:: TU OBJETIVO ::
En el texto sobre la tertulia poética del bar La Carmela, anota el sustantivo que sigue a «Tres» en cada oración del primer párrafo que empieza con esa palabra.

:: TEXTO DE LECTURA ::
_ _ _ _
Fueron tres los poetas que ayer se acercaron a esa tertulia viva de los versos noctámbulos, que viene celebrándose los jueves en el bar La Carmela de Jerez . Tres poetas. Tres voces. Tres latidos. Tres formas diferentes de entender la poesía y alzar el edificio del poema. Tres soledades. Tres diferencias. Tres proyectos en busca de una obra, como todo poeta que se precie. Tres maneras de ser y de estar.
La poesía arrastra en su corriente muchas maneras de aproximarse a la realidad y, allí donde ésta parece darnos la espalda, irrumpe la memoria y la aborda de frente, cara a cara, cambiando el escenario de la vida y elevando al altar de las verdades la imagen difusa de un espacio y un tiempo, que alumbra la ficción. O mucho me equivoco o se puede afirmar que Carlos Guerrero es un poeta de la memoria. Sabe que tiene la vida detrás y, puesto a desandar el camino, contradice a Machado y transita de nuevo la senda que nunca se ha de volver a pisar, emplazándola ante sí, esto es, reviviéndola.
Por eso, su poesía, en buena parte, constituye un viaje al que alguien denominó paraíso de la infancia. O de la adolescencia. O de la juventud. Pero, como se sabe, es la conciencia de pérdida lo que convierte a un lugar o una época en ese espacio mítico donde, según el Génesis, Dios colocó a Adán y Eva, identificado por el cristianismo con el lugar en que los bienaventurados gozan de la presencia de Dios. Éste es el territorio de Las horas descontadas -un libro que en septiembre saldrá a la luz pública-, pero no nos llamemos a engaño, pues como en el Edén del relato bíblico la serpiente se enrosca en cada árbol y el poeta, diestro en tales ardides, morderá las manzanas que se le ofrece y les inoculará su propio veneno. Así, detrás de la anécdota, servida a grandes rasgos, que destacan iconos generacionales, se agazapa el retrato moral de un país, de unos años y la generación que les tocó habitarlos, componiendo un discurso polivalente: los juegos infantiles, las meriendas con pan y chocolate, el descubrimiento de la sexualidad, etc., etc., nos descubren los naipes de la educación sentimental del yo-lírico y crean una atmósfera a cuyo abrigo muestran sus estambres los temas obligados de toda gran poesía.
_ _ _ _
:: LISTADO PROPORCIONADO ::
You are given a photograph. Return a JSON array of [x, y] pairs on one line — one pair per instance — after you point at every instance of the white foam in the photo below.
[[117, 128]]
_ _ _ _
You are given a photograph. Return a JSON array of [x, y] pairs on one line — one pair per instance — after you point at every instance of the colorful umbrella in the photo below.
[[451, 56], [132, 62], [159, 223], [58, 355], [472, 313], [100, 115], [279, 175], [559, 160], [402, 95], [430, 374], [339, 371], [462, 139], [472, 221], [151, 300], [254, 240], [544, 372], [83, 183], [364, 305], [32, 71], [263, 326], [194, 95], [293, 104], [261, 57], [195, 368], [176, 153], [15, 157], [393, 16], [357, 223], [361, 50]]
_ _ _ _
:: RESPUESTA CORRECTA ::
poetas, voces, latidos, formas, soledades, diferencias, proyectos, maneras